What you have to do
Write out the records below once more, exactly as they stand.

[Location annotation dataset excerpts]
++++++++++++++++++++

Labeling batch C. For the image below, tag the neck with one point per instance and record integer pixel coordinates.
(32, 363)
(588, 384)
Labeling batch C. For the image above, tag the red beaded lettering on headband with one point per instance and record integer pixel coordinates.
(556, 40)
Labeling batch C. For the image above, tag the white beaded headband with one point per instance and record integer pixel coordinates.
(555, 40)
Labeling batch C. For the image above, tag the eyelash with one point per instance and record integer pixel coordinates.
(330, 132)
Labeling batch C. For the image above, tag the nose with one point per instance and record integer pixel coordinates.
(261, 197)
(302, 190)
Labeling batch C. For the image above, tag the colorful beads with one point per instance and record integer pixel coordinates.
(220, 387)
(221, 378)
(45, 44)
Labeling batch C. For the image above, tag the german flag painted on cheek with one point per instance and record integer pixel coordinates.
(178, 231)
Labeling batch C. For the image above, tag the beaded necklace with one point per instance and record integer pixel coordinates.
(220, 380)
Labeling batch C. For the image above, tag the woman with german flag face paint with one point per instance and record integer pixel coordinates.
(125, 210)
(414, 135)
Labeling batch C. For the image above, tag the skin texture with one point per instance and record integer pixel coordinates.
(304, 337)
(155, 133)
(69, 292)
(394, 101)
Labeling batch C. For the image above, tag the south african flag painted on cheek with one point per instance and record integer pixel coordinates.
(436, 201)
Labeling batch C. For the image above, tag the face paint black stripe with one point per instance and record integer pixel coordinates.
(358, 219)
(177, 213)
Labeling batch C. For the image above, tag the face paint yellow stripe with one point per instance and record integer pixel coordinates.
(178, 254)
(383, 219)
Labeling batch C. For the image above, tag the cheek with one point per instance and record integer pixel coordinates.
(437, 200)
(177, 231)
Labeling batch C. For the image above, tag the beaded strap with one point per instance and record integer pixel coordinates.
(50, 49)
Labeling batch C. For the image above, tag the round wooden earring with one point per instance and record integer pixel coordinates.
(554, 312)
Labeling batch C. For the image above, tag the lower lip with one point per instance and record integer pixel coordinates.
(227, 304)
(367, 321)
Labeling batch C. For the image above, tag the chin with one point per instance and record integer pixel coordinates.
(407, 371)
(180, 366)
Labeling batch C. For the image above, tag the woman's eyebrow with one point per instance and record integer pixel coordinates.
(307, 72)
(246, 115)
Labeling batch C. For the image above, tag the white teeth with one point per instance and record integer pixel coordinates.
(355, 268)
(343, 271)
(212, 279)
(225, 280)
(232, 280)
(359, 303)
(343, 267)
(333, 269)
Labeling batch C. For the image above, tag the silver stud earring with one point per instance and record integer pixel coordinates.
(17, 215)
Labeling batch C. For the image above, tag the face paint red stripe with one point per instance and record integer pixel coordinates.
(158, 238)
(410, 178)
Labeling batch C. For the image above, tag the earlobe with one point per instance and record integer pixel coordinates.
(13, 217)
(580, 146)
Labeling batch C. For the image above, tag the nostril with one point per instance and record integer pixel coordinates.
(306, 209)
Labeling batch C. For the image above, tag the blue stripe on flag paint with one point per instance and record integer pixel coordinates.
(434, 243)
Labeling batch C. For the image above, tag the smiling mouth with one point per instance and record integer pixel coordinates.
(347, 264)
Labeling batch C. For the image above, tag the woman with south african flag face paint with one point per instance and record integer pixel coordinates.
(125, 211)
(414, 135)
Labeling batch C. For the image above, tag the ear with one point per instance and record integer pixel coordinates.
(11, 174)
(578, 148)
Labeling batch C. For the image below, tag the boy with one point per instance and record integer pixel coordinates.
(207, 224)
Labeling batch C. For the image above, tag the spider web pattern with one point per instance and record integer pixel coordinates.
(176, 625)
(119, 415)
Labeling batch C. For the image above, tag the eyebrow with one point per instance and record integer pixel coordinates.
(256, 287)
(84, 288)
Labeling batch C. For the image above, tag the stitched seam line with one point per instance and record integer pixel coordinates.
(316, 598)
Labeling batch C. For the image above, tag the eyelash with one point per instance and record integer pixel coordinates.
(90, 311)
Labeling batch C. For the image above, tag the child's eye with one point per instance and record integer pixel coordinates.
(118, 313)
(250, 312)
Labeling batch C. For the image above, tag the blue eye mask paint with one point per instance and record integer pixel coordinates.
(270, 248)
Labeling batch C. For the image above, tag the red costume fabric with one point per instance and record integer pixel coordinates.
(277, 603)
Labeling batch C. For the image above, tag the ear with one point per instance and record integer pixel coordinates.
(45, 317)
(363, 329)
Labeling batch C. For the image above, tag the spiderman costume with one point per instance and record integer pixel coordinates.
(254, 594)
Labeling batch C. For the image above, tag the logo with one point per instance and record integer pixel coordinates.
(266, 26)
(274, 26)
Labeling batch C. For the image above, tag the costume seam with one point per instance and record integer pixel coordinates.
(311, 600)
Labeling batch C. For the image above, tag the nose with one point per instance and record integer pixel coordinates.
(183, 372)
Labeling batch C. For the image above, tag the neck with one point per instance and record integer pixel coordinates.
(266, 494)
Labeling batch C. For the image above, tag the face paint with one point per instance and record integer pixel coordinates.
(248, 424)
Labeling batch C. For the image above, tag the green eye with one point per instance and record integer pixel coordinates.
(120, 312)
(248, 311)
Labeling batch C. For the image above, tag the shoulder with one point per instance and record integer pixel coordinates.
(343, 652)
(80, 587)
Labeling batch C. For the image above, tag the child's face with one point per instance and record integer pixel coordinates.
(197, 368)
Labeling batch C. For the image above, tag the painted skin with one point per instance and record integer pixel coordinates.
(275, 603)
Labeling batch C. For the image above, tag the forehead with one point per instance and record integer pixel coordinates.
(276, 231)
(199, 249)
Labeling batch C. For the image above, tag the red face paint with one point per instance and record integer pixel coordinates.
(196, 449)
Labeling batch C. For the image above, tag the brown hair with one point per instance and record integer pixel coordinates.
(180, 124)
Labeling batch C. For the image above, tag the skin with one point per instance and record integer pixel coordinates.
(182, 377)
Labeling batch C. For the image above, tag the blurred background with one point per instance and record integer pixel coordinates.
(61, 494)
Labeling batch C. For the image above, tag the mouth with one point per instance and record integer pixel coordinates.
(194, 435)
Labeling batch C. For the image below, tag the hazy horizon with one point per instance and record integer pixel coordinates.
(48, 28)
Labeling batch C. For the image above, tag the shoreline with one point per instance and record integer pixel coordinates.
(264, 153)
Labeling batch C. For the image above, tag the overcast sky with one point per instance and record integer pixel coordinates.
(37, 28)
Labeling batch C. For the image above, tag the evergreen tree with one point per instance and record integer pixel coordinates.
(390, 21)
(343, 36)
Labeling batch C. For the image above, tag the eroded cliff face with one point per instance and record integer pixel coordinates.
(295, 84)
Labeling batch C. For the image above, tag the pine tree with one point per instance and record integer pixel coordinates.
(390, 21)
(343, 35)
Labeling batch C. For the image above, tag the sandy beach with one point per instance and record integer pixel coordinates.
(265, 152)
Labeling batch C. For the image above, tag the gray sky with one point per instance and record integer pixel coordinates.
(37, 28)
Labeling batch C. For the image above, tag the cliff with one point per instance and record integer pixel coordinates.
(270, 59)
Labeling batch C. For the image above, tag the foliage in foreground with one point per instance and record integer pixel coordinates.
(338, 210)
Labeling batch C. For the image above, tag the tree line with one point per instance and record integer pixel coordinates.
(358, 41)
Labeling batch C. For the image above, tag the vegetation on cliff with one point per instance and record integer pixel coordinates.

++++++++++++++++++++

Exercise solution
Labeling batch C. For the image below, tag the neck with one point per instance and record integer pixel coordinates.
(32, 363)
(588, 384)
Labeling batch C. For the image above, tag the red beaded lettering on headband with one point per instance and record integer pixel coordinates.
(556, 40)
Labeling batch C. For the image above, tag the white beaded headband with one point per instance and record integer pixel coordinates.
(555, 40)
Labeling batch C. For the image above, tag the eyelash with one point per instance and record integer pixel coordinates.
(330, 132)
Labeling batch C. For the image above, tag the nose with one point per instance and record integer pixel coordinates.
(261, 197)
(302, 190)
Labeling batch C. For the image above, tag the colorful beads with one point per instance and record integer pixel coordinates.
(220, 387)
(221, 378)
(45, 44)
Labeling batch C. For the image above, tag the german flag painted on cheek with one point per instance and record integer pixel coordinates.
(178, 231)
Labeling batch C. For the image above, tag the beaded necklace with one point per instance and record integer pixel coordinates.
(220, 380)
Labeling batch C. For the image above, tag the woman with german flag face paint with one point per instance and record integer pixel coordinates.
(125, 210)
(414, 135)
Labeling batch C. For the image above, tag the skin texture with one point per instance and record integer pixel coordinates.
(304, 337)
(155, 133)
(69, 292)
(394, 101)
Labeling batch C. For the image above, tag the south african flag painted on cheek with one point per instance and record integer pixel coordinates.
(436, 201)
Labeling batch C. For the image above, tag the face paint black stripe with one point per instance and record integer pixel coordinates.
(358, 219)
(177, 213)
Labeling batch C. For the image above, tag the face paint yellow stripe with one point per instance and record integer pixel coordinates.
(178, 254)
(383, 219)
Labeling batch C. For the image above, tag the cheek with one point per instance and record integer pixel coordinates.
(437, 200)
(177, 231)
Labeling batch C. For the image above, tag the beaded strap with one point per instance and record integer pixel coordinates.
(50, 49)
Labeling batch C. For the image above, tag the round wooden earring with one point per instance and record integer pixel coordinates.
(554, 312)
Labeling batch C. For the image above, tag the lower lip with one point per instance and record integer pixel coordinates.
(227, 304)
(367, 321)
Labeling batch C. For the image above, tag the chin with one point per instance and record integer pixel coordinates.
(407, 371)
(180, 366)
Labeling batch C. For the image above, tag the woman's eyebrow with one point per instance and record integer pixel coordinates.
(307, 72)
(246, 115)
Labeling batch C. For the image above, tag the white teeth with one point per instance and record integer pixel coordinates.
(355, 268)
(343, 271)
(212, 279)
(225, 280)
(232, 280)
(359, 303)
(343, 267)
(333, 269)
Labeling batch C. For the image above, tag the silver stud earring with one point per instance and record integer pixel coordinates.
(17, 215)
Labeling batch C. For the image above, tag the face paint red stripe with one point per instance and record integer pixel coordinates.
(158, 238)
(410, 178)
Labeling batch C. For the image above, tag the earlobe with one point per instance and record integer pixel coordinates.
(13, 217)
(580, 146)
Labeling batch C. For the image above, tag the nostril with one point per instance and record integer pixel coordinates.
(306, 209)
Labeling batch C. For the image above, tag the blue stripe on flag paint with one point per instance and record integer pixel coordinates.
(434, 243)
Labeling batch C. For the image above, tag the smiling mouth with one point per instance and record integer pixel coordinates.
(347, 264)
Labeling batch C. For the image above, tag the woman with south african flag face paint with one point per instance and record integer pixel coordinates.
(125, 211)
(414, 135)
Labeling batch C. For the image above, tag the ear with one point per instance and record integer pixel coordinates.
(11, 174)
(578, 148)
Labeling batch C. For the image below, tag the boy with one point per instance and record integer pixel coordinates.
(207, 224)
Labeling batch C. For the image above, tag the spider web pattern with one point per instance and record integer pixel coordinates.
(176, 625)
(119, 415)
Labeling batch C. For the image above, tag the eyebrow with one point per instance and record integer pixel coordinates.
(256, 287)
(84, 288)
Labeling batch C. For the image above, tag the stitched seam line with one point per instance and record integer pixel coordinates.
(316, 598)
Labeling batch C. For the image above, tag the eyelash with one point per instance and record integer pixel coordinates.
(90, 311)
Labeling batch C. For the image above, tag the child's eye with one point per instance and record integer pixel coordinates.
(118, 313)
(250, 312)
Labeling batch C. For the image above, tag the blue eye mask paint with one point per instance and record integer pixel coordinates.
(270, 248)
Labeling batch C. For the image above, tag the red costume fabric with one point per instance and record integer pixel coordinates.
(277, 603)
Labeling batch C. For the image above, tag the ear with one point per instance and record integer pixel coordinates.
(45, 317)
(363, 329)
Labeling batch C. For the image above, tag the spiderman costume with one point per instance and record integer pixel coordinates.
(254, 594)
Labeling batch C. For the image above, tag the logo with one point per instance and record integer pixel coordinates.
(266, 26)
(274, 26)
Labeling batch C. For the image above, tag the costume seam with one point per instance and record integer pixel coordinates.
(311, 600)
Labeling batch C. For the image above, tag the nose with one point per instance and record integer pixel coordinates.
(183, 372)
Labeling batch C. For the image above, tag the neck with one point per instance and record integer pixel coordinates.
(266, 494)
Labeling batch C. For the image above, tag the face paint with one point per instance and record integer pixel coordinates.
(248, 424)
Labeling batch C. For the image above, tag the green eye with one point per instance and record integer pixel coordinates.
(120, 312)
(248, 311)
Labeling batch C. For the image above, tag the shoulder with one point per instance and record integer pixel coordinates.
(343, 652)
(80, 587)
Labeling batch C. For the image above, tag the child's face with one point per instance and record integer pixel coordinates.
(197, 368)
Labeling batch C. For the image above, tag the painted skin with one point per instance and record integer pixel coordinates.
(275, 603)
Labeling batch C. For the image above, tag the forehead with one point per instance and record integer pixel coordinates.
(276, 231)
(199, 249)
Labeling batch C. For the image above, tag the red face paint with one point per instance and record integer pixel coordinates.
(196, 449)
Labeling batch C. For the image above, tag the brown hair with one point per instance and record integer pixel coordinates.
(180, 124)
Labeling batch C. For the image above, tag the skin with one point per instance and record integer pixel coordinates.
(182, 377)
Labeling batch C. For the image above, tag the blurred background with one point per instance and record integer pixel coordinates.
(61, 494)
Labeling batch C. For the image above, tag the mouth with one point per instance and record integer pixel coordinates.
(194, 435)
Labeling batch C. For the image below, tag the hazy horizon with one point per instance and record integer pixel coordinates.
(48, 28)
Labeling batch C. For the image above, tag the shoreline with one point per instance and record integer pixel coordinates.
(264, 153)
Labeling batch C. For the image above, tag the overcast sky with one point per instance and record integer pixel coordinates.
(37, 28)
Labeling batch C. For the image above, tag the evergreen tree with one point per instance and record integer pixel coordinates.
(390, 21)
(343, 36)
Labeling batch C. For the image above, tag the eroded cliff face with one point per instance and record integer pixel coordinates.
(295, 84)
Labeling batch C. For the image above, tag the pine tree with one point per instance and record integer pixel coordinates.
(390, 21)
(343, 35)
Labeling batch C. For the image above, tag the sandy beach with one point per instance and record integer pixel coordinates.
(265, 152)
Labeling batch C. For the image above, tag the gray sky with one point per instance and record integer pixel coordinates.
(37, 28)
Labeling batch C. For the image above, tag the cliff with one point per instance and record integer pixel coordinates.
(270, 59)
Labeling batch C. For the image above, tag the foliage in foreground with one point per instance and record integer pixel coordinates.
(338, 210)
Labeling batch C. For the image above, tag the tree line with one point per instance and record integer pixel coordinates.
(358, 41)
Labeling batch C. For the image above, tag the vegetation on cliff with one point per instance and record integer pixel coordinates.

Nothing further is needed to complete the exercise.